WHAT YOU WILL DO: Reproduce, character for character, the stretch of the entries from their very start through the line containing "box: [883, 92, 918, 106]", with that line included.

DATASET:
╭──
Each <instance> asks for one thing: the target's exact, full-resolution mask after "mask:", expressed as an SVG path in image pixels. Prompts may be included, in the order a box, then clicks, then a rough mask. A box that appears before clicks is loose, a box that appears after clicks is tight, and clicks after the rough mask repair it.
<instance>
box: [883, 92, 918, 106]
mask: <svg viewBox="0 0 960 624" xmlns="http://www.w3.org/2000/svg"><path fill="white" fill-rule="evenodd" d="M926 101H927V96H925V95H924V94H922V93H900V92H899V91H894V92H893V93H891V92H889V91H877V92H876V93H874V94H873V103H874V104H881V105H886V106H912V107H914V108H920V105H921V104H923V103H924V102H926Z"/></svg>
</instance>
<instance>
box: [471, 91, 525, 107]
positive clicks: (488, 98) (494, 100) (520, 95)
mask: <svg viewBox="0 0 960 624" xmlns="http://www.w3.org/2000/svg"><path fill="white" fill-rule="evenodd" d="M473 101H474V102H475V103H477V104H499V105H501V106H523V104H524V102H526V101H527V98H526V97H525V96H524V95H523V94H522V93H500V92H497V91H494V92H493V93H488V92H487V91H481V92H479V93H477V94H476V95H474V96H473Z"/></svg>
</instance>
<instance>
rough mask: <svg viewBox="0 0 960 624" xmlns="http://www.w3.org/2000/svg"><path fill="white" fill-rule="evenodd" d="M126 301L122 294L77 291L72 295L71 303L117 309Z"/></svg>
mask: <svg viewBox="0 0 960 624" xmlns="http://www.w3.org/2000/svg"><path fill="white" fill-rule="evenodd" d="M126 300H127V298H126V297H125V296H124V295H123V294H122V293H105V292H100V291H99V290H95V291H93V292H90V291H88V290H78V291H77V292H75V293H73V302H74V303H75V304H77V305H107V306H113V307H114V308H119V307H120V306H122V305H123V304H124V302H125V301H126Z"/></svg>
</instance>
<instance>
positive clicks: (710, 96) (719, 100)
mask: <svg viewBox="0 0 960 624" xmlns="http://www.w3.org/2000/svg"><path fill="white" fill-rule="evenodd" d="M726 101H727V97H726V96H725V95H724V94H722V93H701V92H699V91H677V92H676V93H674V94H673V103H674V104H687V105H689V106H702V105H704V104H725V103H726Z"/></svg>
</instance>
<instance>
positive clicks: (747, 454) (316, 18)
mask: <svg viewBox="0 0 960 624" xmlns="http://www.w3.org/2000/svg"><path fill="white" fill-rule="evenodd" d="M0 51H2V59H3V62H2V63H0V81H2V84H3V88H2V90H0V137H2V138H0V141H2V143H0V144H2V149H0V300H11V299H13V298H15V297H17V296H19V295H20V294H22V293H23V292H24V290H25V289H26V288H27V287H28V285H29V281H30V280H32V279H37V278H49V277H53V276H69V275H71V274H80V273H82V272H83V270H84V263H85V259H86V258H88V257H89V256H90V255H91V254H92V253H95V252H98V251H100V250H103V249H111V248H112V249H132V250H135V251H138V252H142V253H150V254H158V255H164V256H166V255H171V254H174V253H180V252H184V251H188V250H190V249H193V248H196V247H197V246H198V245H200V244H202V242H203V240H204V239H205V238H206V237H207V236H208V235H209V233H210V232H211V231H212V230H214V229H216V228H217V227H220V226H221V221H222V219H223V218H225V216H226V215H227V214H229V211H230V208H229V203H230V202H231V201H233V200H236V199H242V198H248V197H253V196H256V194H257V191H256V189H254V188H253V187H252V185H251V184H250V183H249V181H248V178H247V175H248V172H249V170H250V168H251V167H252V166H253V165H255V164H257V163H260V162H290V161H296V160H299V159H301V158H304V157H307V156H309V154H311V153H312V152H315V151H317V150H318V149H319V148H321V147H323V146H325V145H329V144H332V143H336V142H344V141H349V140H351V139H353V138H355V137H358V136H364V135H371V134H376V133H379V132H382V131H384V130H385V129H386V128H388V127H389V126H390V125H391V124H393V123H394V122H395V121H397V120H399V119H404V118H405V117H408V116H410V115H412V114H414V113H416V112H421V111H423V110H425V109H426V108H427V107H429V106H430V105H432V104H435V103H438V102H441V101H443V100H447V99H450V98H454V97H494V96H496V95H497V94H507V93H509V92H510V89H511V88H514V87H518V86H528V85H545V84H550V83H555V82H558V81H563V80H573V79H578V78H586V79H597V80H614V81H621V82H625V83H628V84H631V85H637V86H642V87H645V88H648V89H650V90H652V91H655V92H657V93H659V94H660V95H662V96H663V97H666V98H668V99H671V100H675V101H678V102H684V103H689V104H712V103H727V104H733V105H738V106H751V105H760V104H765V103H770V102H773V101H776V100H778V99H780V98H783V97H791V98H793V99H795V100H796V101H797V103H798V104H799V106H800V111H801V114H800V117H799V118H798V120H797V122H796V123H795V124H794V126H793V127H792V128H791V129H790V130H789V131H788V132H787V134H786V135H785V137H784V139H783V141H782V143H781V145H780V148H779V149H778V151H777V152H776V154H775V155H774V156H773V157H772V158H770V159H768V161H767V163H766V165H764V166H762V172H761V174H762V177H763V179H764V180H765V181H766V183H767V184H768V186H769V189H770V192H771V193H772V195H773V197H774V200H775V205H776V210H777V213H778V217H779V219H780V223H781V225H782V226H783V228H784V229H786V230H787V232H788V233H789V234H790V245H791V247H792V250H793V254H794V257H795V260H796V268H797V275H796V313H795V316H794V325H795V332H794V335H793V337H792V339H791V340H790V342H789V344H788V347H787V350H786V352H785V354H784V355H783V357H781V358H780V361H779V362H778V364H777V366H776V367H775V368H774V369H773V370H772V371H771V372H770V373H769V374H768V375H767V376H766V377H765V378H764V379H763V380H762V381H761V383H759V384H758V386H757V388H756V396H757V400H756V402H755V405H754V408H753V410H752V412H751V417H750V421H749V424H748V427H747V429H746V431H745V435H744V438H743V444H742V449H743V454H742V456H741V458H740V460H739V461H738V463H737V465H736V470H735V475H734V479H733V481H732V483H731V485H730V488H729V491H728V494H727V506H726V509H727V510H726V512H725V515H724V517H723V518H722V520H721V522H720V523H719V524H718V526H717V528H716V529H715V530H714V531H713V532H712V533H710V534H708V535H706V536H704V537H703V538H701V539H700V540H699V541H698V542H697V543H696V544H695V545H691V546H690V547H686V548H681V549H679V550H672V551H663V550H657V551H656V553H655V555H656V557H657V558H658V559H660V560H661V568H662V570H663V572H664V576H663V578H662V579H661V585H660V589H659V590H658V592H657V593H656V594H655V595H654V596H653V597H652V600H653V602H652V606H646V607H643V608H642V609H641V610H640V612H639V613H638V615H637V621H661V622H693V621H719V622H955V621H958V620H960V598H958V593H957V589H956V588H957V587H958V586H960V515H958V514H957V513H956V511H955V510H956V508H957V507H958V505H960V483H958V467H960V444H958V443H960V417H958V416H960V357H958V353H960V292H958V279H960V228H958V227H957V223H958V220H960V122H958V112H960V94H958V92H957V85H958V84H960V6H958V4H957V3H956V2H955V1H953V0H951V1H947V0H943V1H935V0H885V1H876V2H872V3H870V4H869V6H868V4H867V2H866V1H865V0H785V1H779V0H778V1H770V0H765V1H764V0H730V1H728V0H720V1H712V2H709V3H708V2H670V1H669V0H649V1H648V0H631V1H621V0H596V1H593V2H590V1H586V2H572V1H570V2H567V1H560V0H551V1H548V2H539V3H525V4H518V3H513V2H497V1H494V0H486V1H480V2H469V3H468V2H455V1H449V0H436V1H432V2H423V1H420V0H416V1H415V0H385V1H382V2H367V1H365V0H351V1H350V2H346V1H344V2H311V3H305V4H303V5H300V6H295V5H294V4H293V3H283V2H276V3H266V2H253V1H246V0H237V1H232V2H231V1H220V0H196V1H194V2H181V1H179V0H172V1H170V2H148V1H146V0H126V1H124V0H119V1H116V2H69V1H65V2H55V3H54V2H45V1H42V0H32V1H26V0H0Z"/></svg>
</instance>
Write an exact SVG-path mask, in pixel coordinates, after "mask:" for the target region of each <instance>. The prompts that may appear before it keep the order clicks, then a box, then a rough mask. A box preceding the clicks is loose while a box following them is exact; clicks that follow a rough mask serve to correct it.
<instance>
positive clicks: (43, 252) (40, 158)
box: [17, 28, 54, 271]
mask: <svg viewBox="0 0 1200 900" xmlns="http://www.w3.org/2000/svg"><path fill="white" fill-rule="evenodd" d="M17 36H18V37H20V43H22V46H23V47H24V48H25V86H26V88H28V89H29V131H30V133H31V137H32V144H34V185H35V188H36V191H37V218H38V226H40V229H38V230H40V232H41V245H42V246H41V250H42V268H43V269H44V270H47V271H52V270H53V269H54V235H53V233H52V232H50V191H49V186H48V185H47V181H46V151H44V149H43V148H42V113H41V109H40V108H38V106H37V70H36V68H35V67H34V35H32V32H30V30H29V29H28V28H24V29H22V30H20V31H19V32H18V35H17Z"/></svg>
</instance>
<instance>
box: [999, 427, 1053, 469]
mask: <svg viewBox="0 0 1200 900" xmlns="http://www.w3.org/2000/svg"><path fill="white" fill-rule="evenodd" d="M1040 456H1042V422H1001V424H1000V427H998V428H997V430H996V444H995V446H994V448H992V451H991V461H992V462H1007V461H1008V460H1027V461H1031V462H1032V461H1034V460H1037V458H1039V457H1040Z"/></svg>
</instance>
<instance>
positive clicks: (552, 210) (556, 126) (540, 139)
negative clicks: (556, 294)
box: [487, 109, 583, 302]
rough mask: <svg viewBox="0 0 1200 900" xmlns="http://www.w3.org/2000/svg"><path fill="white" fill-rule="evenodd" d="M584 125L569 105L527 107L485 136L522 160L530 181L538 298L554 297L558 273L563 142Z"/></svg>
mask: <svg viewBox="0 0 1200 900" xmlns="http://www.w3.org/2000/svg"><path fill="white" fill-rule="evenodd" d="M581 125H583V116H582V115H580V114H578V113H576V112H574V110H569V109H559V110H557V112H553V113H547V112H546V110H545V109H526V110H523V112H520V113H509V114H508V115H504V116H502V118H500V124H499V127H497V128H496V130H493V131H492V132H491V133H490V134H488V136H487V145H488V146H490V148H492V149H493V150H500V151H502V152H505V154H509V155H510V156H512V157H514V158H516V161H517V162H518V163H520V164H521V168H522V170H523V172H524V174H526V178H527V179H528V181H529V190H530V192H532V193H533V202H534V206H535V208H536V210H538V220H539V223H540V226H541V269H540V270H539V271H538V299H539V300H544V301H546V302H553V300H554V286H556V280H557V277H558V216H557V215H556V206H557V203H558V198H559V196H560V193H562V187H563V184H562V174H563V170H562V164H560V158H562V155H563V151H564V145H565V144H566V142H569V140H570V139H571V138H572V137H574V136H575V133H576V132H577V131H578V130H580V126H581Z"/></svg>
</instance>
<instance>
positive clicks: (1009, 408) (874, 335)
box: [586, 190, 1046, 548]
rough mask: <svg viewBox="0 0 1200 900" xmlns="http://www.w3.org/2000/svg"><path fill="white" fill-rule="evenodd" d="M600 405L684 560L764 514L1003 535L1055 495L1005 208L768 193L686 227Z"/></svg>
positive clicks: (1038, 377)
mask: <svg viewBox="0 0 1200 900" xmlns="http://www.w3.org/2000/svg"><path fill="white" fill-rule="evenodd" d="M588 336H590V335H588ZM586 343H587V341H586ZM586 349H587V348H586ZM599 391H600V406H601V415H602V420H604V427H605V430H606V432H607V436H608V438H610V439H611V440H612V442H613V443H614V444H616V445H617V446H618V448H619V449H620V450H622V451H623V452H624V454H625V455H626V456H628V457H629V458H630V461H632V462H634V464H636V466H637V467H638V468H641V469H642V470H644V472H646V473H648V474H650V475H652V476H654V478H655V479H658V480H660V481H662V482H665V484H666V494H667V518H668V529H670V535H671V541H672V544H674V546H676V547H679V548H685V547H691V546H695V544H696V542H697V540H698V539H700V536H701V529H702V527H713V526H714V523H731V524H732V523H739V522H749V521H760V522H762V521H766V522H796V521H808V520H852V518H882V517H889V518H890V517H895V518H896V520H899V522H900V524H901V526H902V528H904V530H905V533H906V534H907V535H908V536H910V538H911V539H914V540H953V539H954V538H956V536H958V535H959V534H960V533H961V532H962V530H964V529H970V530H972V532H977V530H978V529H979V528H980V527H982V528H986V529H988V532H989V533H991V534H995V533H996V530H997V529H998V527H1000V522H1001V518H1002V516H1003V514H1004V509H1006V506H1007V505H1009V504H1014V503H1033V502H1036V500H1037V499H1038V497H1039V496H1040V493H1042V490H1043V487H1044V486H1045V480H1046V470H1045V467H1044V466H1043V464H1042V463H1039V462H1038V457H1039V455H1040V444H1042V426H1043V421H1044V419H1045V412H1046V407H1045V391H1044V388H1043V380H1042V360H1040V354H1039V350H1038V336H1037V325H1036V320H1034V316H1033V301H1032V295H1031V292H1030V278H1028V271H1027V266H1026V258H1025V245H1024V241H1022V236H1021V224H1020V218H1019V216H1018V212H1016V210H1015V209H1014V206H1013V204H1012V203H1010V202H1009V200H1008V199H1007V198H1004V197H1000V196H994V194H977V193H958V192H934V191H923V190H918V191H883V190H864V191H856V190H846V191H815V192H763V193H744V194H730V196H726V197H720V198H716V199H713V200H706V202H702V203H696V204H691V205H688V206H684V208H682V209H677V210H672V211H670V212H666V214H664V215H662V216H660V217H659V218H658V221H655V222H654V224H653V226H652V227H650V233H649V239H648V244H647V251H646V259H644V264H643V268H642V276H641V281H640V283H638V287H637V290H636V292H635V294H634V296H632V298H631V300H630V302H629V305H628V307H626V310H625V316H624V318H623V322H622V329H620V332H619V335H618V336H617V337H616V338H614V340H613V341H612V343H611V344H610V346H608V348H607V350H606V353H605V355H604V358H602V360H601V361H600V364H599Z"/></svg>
╰──
OUTPUT FOR THIS EXERCISE:
Each <instance> asks for one thing: the target's exact, full-resolution mask after "mask:", expressed as an SVG path in image pixels. Prompts may be included, in the order a box, then clicks, then a rough mask. A box that appears before clicks is loose, a box that appears after clicks is tight, and clicks after the rough mask repair it.
<instance>
box: [883, 92, 918, 106]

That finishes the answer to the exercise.